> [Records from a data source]
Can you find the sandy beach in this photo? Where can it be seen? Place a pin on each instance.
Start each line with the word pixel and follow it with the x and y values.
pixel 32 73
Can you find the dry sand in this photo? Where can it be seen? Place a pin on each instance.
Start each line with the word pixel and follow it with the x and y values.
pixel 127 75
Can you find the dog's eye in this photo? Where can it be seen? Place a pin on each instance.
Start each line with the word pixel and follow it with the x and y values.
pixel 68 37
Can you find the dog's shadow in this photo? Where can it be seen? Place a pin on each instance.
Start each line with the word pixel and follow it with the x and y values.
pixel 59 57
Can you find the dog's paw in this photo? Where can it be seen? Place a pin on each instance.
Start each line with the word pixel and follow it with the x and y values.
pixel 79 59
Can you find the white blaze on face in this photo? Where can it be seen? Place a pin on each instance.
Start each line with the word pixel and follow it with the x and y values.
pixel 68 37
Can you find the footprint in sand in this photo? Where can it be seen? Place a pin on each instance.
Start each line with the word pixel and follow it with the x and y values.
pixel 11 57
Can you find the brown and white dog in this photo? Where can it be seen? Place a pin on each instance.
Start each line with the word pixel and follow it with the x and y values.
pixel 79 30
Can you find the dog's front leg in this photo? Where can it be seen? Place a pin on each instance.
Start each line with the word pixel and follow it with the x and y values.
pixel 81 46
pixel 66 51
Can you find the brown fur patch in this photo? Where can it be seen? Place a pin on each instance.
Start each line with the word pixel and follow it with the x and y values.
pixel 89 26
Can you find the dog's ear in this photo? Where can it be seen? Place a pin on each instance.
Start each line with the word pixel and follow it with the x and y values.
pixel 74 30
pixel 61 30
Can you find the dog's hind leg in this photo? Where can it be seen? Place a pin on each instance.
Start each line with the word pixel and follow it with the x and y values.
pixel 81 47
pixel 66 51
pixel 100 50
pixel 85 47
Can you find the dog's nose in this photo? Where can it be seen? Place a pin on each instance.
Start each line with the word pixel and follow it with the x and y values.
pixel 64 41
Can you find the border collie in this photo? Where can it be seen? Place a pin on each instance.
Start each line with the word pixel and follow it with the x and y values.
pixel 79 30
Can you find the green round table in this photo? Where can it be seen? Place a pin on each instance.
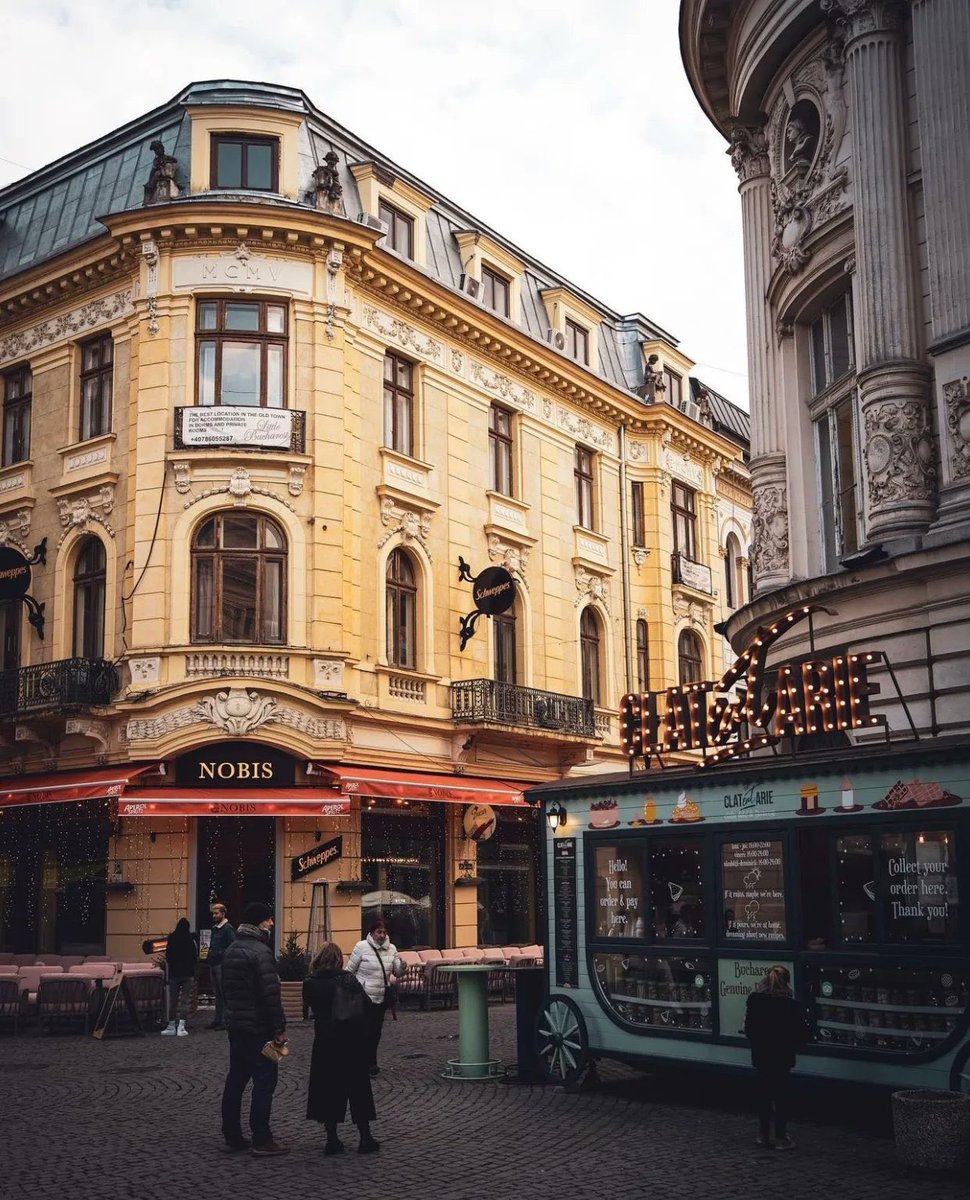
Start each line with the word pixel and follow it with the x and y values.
pixel 473 1061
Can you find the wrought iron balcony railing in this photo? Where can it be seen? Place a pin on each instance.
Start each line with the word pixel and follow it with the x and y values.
pixel 478 701
pixel 66 683
pixel 694 575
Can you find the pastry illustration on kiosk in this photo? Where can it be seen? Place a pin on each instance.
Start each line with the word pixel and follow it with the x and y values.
pixel 604 814
pixel 686 810
pixel 650 813
pixel 810 807
pixel 848 798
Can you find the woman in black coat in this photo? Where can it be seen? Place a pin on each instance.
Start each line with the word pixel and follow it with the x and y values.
pixel 340 1059
pixel 776 1029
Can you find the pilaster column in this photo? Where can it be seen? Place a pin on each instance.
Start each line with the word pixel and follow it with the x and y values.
pixel 940 39
pixel 896 429
pixel 770 549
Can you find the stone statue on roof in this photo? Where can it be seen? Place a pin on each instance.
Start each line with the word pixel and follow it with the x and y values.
pixel 328 190
pixel 161 181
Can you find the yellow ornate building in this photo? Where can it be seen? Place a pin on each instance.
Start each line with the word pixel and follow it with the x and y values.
pixel 263 390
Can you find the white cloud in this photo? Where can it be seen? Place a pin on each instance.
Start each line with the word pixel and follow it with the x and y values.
pixel 568 127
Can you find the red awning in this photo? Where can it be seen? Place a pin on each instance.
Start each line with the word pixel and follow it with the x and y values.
pixel 408 785
pixel 101 783
pixel 232 802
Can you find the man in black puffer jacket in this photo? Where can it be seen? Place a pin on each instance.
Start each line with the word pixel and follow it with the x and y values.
pixel 253 1017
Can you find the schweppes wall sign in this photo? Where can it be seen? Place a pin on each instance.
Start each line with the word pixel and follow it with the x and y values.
pixel 750 707
pixel 235 765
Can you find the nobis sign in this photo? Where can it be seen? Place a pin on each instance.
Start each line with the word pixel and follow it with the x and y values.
pixel 492 592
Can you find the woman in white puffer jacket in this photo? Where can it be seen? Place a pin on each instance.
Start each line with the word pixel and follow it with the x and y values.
pixel 376 964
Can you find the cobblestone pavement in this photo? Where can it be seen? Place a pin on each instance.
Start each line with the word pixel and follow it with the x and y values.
pixel 139 1117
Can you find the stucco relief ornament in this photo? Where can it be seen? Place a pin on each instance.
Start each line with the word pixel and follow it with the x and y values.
pixel 771 532
pixel 899 455
pixel 237 711
pixel 957 400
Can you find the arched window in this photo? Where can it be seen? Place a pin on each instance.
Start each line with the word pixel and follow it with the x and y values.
pixel 642 657
pixel 503 633
pixel 239 580
pixel 590 655
pixel 89 600
pixel 734 576
pixel 690 657
pixel 401 598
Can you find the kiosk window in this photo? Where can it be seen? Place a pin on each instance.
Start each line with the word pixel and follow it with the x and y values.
pixel 676 883
pixel 618 892
pixel 855 887
pixel 753 891
pixel 917 889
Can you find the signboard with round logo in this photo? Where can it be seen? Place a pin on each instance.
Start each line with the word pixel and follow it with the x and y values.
pixel 494 591
pixel 15 574
pixel 479 822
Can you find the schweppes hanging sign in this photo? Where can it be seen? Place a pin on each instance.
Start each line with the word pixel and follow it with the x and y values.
pixel 750 707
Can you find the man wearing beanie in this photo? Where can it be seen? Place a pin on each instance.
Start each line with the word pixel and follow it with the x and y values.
pixel 253 1017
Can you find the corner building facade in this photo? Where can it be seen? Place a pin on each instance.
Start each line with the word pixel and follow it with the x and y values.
pixel 262 390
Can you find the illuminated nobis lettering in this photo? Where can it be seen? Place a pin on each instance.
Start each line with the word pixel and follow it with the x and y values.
pixel 750 707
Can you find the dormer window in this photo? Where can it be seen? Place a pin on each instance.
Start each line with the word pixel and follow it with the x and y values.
pixel 245 163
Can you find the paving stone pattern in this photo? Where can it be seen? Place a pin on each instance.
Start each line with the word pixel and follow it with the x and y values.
pixel 133 1117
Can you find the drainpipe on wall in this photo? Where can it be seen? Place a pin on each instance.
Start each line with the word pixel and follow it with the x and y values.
pixel 624 561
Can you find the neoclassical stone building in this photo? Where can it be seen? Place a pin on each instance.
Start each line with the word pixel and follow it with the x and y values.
pixel 846 123
pixel 263 391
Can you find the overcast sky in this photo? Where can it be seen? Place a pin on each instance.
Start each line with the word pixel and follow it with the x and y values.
pixel 567 126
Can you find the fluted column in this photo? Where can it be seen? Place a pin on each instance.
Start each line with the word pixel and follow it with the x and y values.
pixel 940 39
pixel 893 384
pixel 770 549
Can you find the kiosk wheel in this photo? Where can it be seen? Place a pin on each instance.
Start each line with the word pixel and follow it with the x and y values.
pixel 561 1041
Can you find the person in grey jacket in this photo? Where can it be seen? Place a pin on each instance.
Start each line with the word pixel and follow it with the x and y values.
pixel 376 965
pixel 253 1017
pixel 221 939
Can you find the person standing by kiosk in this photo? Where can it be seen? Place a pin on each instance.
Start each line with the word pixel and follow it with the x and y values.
pixel 222 937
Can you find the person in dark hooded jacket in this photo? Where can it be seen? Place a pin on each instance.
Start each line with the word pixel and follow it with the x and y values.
pixel 253 1017
pixel 181 957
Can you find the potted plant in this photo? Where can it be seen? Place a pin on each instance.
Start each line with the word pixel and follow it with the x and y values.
pixel 293 965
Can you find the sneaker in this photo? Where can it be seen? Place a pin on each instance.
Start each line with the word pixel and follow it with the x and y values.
pixel 270 1147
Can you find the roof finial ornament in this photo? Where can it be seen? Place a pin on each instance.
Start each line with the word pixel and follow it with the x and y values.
pixel 161 181
pixel 328 191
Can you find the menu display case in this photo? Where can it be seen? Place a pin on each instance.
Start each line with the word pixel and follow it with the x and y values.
pixel 672 994
pixel 897 1009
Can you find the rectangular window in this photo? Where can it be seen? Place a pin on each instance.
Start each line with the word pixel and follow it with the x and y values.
pixel 495 292
pixel 240 353
pixel 638 522
pixel 676 887
pixel 17 389
pixel 618 897
pixel 500 450
pixel 838 504
pixel 753 891
pixel 832 346
pixel 674 389
pixel 400 228
pixel 245 163
pixel 576 341
pixel 684 520
pixel 399 405
pixel 96 373
pixel 582 473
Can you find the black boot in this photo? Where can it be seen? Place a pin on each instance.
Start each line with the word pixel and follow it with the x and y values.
pixel 367 1145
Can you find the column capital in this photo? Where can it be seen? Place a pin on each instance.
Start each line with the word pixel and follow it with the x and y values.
pixel 749 151
pixel 856 18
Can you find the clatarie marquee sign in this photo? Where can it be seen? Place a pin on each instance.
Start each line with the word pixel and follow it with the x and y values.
pixel 750 707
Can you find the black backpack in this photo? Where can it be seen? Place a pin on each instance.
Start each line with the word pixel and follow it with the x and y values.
pixel 348 999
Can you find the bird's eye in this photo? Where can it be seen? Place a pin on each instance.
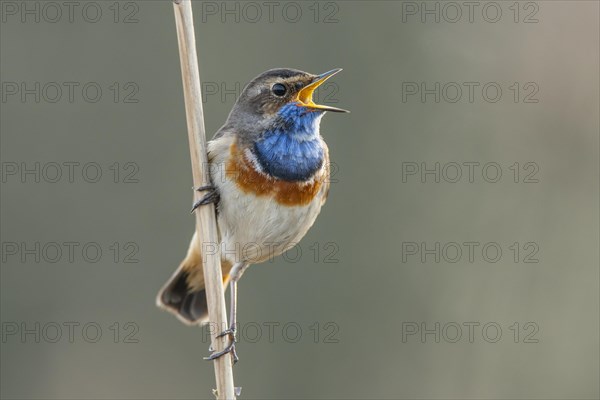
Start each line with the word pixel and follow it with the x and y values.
pixel 279 89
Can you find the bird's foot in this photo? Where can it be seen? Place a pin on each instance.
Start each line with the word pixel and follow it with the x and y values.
pixel 211 197
pixel 230 347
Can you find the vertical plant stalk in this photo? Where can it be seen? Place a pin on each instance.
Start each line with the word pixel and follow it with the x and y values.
pixel 206 223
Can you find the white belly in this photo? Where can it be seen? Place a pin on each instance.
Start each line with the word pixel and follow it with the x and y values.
pixel 255 229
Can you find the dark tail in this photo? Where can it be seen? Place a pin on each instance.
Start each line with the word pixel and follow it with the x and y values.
pixel 187 303
pixel 184 294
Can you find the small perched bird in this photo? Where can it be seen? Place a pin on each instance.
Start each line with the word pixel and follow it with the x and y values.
pixel 270 178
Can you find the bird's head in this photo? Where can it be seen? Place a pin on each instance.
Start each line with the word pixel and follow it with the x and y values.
pixel 280 99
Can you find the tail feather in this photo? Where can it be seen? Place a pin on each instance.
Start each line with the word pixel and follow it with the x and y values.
pixel 184 295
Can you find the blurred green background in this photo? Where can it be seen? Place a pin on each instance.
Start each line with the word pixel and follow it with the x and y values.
pixel 359 295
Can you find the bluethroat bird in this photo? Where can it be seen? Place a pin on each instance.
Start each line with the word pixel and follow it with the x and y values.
pixel 270 178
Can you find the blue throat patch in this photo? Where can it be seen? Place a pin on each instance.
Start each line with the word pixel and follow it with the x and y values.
pixel 292 150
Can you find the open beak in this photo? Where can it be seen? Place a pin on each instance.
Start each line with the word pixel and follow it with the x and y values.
pixel 304 97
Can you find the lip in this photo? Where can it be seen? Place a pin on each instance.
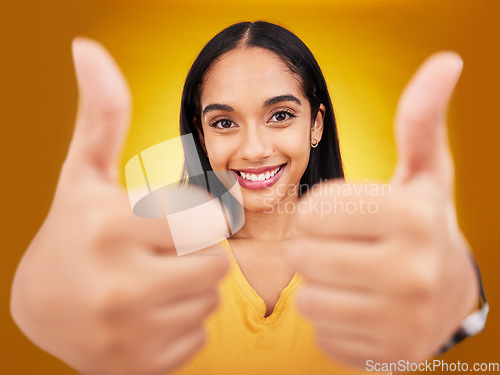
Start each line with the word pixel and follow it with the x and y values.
pixel 256 185
pixel 259 170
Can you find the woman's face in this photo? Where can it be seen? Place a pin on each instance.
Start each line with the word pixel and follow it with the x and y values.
pixel 257 125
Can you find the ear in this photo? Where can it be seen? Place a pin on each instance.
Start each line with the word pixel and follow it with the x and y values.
pixel 317 125
pixel 200 134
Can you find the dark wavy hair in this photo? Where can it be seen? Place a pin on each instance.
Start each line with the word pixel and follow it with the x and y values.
pixel 324 161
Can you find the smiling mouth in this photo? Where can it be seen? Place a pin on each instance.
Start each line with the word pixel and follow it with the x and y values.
pixel 262 176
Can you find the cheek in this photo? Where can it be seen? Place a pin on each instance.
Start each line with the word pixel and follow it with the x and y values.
pixel 219 152
pixel 296 144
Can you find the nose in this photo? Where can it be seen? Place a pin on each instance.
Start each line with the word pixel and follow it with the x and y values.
pixel 255 145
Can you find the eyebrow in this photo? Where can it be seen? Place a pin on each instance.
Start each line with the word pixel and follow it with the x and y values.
pixel 271 101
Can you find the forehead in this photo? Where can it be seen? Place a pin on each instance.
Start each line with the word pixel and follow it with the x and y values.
pixel 249 75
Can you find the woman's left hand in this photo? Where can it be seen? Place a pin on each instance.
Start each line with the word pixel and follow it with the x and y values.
pixel 387 272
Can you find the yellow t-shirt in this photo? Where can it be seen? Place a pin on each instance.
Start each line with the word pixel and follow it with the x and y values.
pixel 241 341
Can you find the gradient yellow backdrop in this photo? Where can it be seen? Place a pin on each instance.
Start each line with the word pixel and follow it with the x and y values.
pixel 367 50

> [Set problem] Edit the part of the listing that runs from its start through the line containing "pixel 127 75", changing "dry sand" to "wet sand" and leaving everything else unchanged. Give back only those lines.

> [Complete output]
Can you find the sandy beach in this photo? Where can it be seen? Place a pin on each instance.
Start each line with the word pixel and follow it with the x and y values.
pixel 32 73
Can you find the wet sand in this photo? Where can it be seen? Place a pin on each instance.
Start each line with the word pixel and follow it with the x and y values.
pixel 127 75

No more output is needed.